■ TASKS TO PERFORM
A) Return every line of the listing that contains the word "wall". Case counts.
B) Continue the question about converting a 3-byte array back to a number from where it stops.

■ EXTRACTED TEXT
Convert 3 bytes array to number

Question

I convert a short number to a 3 byte array using the following code:

static byte[] convertTo3ByteArray(short s) {

   byte[] ret = new byte[3];
   ret[0] = (byte) (s & 0xff);
   ret[1] = (byte) ((s >> 8) & 0xff);
   ret[2] = (byte) (0x00);

   return ret;
}

This works very well.

I found a code on Stackoverflow to convert the array back to a number:

static int convertToInt(byte[] b) {
   return ((b[0] << 0) | (b[1] << 8) | (b[2] << 16));
}

And when I convert 258 to byte array, and then use this code, it returns 258.

But for number 675, this code returns -93.

How do I have to change the convertToShort method to get 675 back? I suppose it has something to do with bitshift and loss of data? Or signed bytes?

■ GIVEN DATA
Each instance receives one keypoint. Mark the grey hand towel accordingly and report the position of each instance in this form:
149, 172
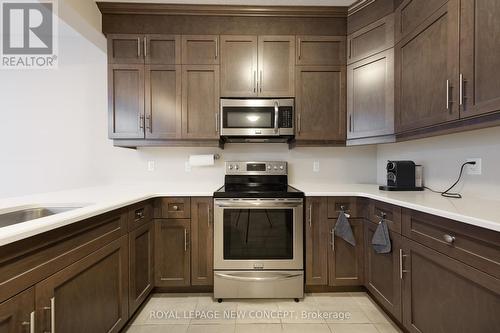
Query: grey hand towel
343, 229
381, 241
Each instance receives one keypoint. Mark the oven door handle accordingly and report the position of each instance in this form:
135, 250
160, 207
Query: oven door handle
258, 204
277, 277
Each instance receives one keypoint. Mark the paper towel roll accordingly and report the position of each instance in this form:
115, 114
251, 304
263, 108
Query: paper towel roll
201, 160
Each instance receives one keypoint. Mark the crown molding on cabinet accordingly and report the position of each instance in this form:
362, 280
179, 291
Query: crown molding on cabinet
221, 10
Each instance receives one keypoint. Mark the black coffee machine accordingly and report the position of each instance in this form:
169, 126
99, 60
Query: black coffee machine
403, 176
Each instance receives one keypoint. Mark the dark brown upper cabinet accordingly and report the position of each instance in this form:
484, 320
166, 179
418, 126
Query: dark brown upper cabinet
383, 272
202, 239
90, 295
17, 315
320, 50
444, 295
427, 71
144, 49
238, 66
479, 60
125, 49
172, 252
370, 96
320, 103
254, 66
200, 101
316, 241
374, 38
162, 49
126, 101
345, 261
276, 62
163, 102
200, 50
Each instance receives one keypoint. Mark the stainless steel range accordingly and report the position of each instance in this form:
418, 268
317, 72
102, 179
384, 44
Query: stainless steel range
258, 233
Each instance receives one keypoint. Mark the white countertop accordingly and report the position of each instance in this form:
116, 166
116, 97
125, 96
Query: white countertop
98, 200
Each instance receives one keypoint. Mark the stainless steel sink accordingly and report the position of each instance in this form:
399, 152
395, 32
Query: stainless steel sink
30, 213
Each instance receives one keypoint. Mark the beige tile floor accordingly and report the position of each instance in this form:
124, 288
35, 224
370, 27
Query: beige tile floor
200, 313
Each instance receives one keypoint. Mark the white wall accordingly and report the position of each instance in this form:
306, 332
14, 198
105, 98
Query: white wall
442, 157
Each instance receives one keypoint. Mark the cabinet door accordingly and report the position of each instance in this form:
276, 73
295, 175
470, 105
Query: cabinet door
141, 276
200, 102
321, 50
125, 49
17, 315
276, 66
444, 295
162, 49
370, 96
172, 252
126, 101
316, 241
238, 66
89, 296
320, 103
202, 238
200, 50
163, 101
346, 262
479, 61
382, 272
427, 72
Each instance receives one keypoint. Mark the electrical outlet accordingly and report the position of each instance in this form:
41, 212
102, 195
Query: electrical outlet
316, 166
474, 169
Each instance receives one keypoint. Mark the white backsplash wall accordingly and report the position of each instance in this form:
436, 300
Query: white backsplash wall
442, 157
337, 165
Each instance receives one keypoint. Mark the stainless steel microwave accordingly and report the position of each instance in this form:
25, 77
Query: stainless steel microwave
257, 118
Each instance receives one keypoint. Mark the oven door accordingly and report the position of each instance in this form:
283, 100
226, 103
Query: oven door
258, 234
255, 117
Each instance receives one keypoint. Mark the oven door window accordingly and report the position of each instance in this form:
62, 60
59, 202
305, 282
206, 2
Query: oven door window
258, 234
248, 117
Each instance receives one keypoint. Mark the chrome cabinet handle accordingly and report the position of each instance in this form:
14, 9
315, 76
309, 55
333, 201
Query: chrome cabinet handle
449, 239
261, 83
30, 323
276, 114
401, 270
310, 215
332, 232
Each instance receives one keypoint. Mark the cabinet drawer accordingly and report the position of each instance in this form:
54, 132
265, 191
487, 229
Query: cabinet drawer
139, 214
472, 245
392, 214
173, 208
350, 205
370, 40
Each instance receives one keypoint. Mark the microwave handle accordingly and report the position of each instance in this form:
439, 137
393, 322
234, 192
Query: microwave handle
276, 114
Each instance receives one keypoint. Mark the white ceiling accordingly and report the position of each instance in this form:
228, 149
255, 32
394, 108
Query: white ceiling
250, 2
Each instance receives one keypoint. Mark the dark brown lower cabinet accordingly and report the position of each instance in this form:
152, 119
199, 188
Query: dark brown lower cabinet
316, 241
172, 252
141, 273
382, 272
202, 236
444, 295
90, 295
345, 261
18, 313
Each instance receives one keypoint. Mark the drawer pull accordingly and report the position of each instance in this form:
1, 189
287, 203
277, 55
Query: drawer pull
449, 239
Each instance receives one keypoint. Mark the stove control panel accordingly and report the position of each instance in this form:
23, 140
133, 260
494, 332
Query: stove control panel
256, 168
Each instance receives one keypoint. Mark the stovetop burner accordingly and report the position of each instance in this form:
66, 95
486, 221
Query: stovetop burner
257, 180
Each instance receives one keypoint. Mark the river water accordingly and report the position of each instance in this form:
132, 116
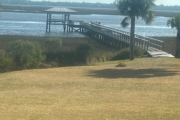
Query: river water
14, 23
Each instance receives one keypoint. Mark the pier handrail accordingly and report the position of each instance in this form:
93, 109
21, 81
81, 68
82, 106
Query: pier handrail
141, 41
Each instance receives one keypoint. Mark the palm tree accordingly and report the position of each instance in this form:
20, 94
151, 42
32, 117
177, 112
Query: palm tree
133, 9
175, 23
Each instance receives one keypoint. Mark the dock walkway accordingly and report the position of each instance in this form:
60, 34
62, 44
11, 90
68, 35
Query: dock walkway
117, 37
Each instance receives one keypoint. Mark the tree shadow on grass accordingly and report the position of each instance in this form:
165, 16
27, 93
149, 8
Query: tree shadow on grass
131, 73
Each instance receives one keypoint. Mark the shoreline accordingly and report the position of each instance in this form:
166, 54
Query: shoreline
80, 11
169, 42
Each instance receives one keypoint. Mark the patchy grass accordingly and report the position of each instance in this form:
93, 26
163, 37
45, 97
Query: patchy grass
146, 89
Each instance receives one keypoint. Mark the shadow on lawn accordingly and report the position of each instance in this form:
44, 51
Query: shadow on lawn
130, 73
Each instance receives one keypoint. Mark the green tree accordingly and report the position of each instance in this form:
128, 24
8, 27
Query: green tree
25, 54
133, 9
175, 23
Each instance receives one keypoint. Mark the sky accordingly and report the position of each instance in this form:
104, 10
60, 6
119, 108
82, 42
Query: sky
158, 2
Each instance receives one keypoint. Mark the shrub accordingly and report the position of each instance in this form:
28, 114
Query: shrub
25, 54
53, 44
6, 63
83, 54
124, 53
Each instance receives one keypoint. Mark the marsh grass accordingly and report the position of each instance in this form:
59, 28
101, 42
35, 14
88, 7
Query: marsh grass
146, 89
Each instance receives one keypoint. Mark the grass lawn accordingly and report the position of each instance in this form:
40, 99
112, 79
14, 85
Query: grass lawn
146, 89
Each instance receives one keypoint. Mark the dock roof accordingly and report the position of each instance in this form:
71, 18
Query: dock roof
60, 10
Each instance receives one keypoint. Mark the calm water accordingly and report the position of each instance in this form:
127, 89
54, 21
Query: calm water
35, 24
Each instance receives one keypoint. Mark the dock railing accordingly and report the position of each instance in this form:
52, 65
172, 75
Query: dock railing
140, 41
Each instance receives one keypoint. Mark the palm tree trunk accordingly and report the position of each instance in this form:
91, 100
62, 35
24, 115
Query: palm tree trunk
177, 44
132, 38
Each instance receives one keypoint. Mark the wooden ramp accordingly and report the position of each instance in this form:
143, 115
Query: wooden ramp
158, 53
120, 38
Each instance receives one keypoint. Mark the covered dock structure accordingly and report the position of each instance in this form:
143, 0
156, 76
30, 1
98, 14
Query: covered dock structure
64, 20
...
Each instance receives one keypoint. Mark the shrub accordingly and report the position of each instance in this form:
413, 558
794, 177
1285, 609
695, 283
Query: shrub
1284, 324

■ SET OF ANSWERS
A)
Each instance receives one keypoint. Mark the white wall accordingly and report the position of each instance in this form:
Query: white wall
Each instance receives one keypoint. Mark the white backsplash wall accordingly and report the position of each instance in this form:
Query: white backsplash wall

B)
Answer 1

Changing to using a char datatype will fix this issue as they are the only unsigned type in Java:

https://stackoverflow.com/a/21089624/1590490

static char[] convertTo3ByteArray(short s) {

    char[] ret = new char[3];
    ret[0] = (char) (s & 0xff);
    ret[1] = (char) ((s >> 8) & 0xff);
    ret[2] = (char) (0x00);

    return ret;
}

static int convertToShort(char[] b) {
    return ((b[0]) | (b[1] << 8) | (b[2] << 16)); // the original << 0 shift does nothing
}

Answer 2

A short has 16 bits of information, so that would be two bytes. When you try to store a third byte with | (b[2] << 16), it would go off the end of the short's bits, which is a problem. I.e. you can't do what you want to.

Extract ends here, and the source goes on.